Will you quote only the lines starting at the one that contains "Annotation task — locate each instance of the brick" and ending with the last line of the listing below, inclusive?

** BEGIN Data provided **

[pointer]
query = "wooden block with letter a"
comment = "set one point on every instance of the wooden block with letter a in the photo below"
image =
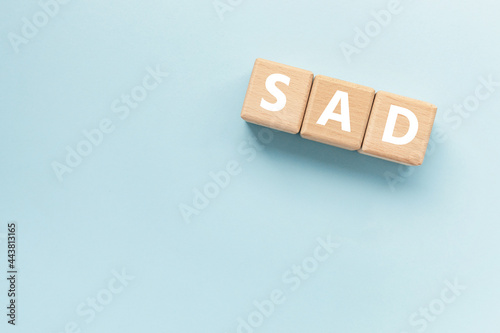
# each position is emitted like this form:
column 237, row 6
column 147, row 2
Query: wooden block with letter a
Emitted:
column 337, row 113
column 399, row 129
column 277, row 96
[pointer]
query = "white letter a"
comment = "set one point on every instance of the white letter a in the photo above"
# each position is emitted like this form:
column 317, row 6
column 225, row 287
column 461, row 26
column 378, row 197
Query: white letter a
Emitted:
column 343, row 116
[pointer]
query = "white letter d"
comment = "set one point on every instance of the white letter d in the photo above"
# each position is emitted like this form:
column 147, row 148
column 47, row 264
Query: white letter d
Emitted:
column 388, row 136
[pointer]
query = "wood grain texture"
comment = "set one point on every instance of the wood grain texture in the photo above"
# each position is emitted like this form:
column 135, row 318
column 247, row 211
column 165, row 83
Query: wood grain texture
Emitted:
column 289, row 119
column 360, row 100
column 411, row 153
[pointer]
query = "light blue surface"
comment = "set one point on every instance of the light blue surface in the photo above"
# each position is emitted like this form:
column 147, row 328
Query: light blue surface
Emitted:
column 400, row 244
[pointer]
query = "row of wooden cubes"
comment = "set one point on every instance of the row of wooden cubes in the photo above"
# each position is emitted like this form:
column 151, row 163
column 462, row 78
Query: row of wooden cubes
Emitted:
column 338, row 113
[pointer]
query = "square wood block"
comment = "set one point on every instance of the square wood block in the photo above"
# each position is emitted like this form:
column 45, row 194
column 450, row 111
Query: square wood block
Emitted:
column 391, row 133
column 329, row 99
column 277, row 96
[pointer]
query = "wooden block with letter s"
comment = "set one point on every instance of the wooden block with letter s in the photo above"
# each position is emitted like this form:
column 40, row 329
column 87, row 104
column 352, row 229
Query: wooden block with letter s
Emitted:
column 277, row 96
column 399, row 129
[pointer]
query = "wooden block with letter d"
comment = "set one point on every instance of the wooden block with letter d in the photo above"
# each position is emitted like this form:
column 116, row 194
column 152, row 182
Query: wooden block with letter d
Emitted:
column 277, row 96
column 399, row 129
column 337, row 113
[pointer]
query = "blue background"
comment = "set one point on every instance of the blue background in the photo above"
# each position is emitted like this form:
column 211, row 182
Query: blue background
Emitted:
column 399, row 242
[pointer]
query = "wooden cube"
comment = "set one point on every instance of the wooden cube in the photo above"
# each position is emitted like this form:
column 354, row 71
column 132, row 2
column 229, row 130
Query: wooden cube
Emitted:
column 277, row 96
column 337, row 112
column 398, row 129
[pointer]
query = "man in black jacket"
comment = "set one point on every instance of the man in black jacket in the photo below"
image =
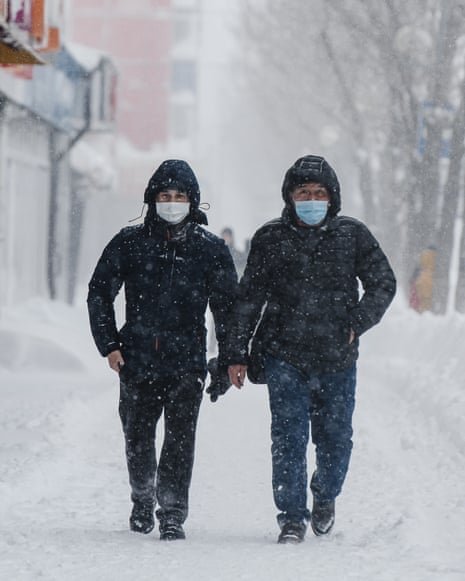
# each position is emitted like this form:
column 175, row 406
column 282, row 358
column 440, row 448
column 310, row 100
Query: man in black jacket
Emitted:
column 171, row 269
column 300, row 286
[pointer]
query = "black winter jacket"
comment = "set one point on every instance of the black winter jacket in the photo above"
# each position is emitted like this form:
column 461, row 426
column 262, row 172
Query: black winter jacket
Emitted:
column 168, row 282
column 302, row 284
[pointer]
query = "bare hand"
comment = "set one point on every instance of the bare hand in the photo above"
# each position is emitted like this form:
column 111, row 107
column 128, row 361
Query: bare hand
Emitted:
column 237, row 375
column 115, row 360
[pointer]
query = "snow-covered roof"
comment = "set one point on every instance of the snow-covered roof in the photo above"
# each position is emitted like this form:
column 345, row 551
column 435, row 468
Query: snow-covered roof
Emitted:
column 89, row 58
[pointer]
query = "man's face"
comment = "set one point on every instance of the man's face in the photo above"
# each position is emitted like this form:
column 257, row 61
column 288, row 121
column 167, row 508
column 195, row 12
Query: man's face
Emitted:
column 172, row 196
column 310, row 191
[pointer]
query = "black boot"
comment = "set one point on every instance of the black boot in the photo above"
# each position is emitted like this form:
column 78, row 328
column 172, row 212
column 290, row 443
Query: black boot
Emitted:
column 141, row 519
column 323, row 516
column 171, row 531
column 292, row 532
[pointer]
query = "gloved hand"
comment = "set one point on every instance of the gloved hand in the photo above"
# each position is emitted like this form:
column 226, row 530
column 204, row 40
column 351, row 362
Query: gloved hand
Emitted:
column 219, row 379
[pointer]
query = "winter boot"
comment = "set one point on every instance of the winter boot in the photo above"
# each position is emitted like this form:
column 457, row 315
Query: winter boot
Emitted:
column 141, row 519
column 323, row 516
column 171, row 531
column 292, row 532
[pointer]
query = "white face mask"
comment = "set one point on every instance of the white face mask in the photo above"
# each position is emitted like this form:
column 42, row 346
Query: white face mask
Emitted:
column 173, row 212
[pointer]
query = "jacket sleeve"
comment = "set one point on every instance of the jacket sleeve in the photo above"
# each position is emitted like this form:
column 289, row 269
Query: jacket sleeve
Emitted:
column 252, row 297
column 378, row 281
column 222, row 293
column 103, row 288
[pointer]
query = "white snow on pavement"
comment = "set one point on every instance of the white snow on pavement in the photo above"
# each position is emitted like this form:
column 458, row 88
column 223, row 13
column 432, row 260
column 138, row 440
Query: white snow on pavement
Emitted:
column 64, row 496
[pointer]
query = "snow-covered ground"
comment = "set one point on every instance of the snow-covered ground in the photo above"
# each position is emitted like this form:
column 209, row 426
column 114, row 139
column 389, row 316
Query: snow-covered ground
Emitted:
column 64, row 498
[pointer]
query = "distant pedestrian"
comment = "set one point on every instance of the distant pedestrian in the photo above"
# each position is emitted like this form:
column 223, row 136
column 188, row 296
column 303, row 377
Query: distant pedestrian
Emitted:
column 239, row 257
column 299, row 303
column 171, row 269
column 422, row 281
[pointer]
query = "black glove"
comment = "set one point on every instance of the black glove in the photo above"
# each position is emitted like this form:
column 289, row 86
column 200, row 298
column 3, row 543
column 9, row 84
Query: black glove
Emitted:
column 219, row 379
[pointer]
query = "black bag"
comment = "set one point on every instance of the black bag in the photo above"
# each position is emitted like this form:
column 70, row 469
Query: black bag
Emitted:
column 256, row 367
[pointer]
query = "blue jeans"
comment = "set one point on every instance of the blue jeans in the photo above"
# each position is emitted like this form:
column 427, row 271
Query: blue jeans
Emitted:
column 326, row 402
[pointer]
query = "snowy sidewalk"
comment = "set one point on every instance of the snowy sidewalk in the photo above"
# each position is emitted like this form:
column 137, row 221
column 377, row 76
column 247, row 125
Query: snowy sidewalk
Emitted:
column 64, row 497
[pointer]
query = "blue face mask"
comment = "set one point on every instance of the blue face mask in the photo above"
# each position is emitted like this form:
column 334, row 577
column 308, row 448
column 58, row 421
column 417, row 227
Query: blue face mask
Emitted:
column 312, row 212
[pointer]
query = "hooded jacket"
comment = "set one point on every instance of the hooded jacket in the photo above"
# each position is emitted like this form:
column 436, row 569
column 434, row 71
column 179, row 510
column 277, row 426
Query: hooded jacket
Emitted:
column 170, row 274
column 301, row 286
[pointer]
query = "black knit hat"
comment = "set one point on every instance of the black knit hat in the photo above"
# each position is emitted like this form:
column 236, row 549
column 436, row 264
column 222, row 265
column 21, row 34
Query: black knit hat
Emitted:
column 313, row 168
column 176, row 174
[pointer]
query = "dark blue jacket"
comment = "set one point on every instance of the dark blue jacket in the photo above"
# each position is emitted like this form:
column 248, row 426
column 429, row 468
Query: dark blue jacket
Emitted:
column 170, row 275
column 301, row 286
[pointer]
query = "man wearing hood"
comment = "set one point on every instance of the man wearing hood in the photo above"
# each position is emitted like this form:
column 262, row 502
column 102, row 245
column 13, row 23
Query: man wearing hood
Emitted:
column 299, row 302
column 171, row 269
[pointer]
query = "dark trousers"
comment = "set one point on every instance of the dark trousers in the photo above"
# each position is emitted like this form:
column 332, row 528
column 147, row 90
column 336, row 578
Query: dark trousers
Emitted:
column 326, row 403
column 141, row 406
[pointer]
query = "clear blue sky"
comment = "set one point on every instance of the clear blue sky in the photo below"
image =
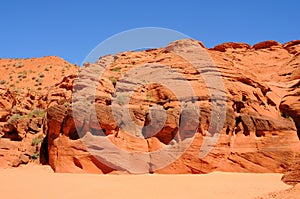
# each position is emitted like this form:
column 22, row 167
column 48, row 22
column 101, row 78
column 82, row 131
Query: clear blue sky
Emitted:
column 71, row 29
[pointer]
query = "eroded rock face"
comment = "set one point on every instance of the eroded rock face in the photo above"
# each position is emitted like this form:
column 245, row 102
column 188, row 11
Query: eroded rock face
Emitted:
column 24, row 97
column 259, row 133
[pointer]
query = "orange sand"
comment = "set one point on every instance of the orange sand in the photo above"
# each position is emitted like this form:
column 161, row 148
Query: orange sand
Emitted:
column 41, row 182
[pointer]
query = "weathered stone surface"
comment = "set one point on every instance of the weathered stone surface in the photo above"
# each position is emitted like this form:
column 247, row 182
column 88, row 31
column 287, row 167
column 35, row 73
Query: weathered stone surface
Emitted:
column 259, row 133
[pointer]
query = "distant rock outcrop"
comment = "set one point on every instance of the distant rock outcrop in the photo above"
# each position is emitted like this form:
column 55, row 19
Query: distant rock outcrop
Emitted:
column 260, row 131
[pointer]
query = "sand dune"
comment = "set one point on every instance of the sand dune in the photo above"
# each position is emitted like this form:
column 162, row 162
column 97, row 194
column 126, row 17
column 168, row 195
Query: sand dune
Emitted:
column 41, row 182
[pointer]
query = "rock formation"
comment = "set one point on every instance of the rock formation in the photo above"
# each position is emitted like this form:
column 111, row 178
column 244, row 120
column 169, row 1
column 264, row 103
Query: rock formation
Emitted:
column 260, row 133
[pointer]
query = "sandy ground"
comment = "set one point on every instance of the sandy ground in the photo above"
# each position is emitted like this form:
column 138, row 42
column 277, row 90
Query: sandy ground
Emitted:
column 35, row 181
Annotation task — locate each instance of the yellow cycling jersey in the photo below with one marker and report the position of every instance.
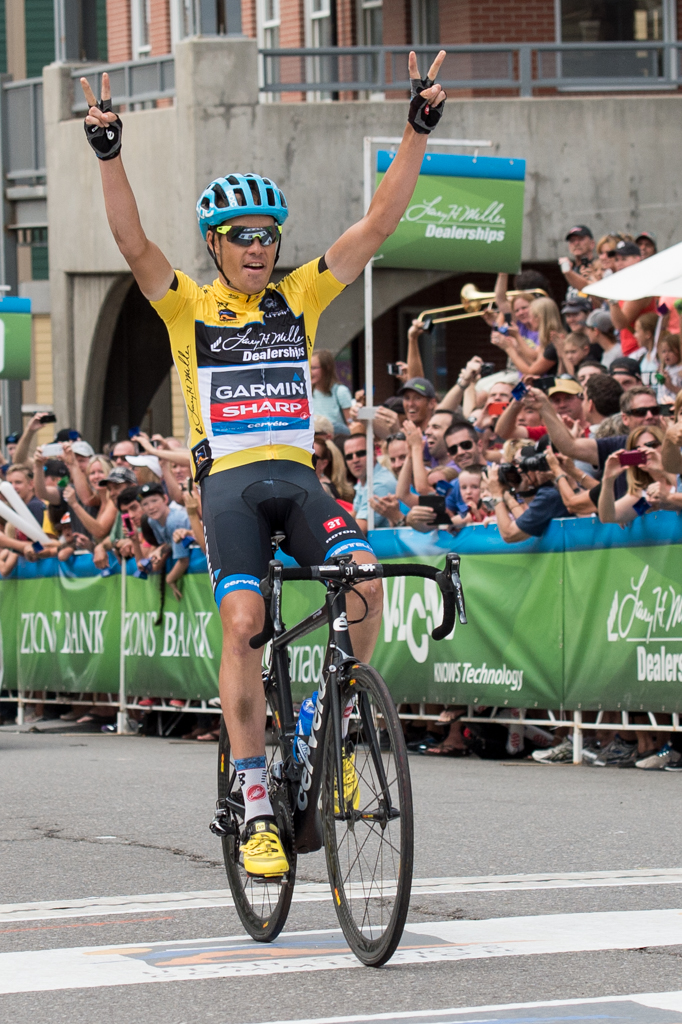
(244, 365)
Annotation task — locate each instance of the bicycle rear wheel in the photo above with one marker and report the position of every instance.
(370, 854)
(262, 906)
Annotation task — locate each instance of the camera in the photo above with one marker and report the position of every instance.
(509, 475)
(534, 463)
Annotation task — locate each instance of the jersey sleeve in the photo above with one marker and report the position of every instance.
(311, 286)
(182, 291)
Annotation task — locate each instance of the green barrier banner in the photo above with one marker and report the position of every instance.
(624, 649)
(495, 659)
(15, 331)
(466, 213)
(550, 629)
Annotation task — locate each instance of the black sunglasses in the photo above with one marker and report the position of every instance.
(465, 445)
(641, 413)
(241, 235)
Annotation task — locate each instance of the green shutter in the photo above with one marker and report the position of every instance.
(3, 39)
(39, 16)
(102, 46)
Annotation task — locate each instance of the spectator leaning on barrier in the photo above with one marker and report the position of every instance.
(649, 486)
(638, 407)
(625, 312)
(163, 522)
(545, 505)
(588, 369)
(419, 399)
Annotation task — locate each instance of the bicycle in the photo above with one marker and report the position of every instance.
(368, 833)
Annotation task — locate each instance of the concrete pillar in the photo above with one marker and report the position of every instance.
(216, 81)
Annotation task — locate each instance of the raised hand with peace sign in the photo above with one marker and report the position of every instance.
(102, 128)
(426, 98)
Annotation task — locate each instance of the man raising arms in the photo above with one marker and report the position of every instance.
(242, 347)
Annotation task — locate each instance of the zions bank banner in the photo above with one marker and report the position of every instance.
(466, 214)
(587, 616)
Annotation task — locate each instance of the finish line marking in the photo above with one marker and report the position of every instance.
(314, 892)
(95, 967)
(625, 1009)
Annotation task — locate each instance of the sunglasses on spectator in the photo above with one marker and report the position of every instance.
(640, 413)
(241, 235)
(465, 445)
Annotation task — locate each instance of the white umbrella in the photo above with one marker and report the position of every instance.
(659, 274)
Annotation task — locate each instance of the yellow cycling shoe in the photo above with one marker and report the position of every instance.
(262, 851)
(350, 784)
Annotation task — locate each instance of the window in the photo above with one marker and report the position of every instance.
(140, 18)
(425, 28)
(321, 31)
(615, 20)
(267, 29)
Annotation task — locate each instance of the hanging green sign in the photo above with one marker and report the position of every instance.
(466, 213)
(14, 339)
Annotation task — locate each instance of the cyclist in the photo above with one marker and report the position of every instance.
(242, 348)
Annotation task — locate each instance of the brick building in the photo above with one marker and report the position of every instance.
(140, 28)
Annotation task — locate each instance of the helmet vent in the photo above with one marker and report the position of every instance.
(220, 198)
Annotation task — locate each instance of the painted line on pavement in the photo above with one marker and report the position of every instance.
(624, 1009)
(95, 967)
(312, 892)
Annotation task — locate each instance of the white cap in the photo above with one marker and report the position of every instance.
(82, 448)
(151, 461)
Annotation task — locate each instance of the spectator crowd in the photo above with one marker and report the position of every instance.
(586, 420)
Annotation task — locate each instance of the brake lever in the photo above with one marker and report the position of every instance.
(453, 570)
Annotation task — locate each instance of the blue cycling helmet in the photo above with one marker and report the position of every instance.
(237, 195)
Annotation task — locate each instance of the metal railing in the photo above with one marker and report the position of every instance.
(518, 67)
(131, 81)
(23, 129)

** END Data provided **

Complete answer –
Annotation task — locate each instance of the brick building in the photo above with one marker and report the position of every instance.
(140, 28)
Annotation task — locate each instance of the helmet vent in the photo above with one marker and report the position of every instance.
(220, 198)
Annotation task — locate each instance of the painted line on pavement in the photo above with one marker and report the position of every instance.
(624, 1009)
(95, 967)
(312, 892)
Annotation task — locate each instance of the white cap in the photo above with one marker and report the position of every instance.
(82, 448)
(151, 461)
Annotation task — locate each instance of the spectator crowd in the photo above with one marker and report the position of every instance.
(586, 420)
Annotation task — locate each instance of the brake lever in the photo above with one marker and report the position of every instance.
(453, 570)
Annotation task — locate each instance of the blue cycling helmet in the photo above with one marker and report the position of every instance.
(237, 195)
Annotation task — locate each instance of the metal railing in the photo above with one marker and report the position of every instance.
(518, 67)
(131, 81)
(23, 129)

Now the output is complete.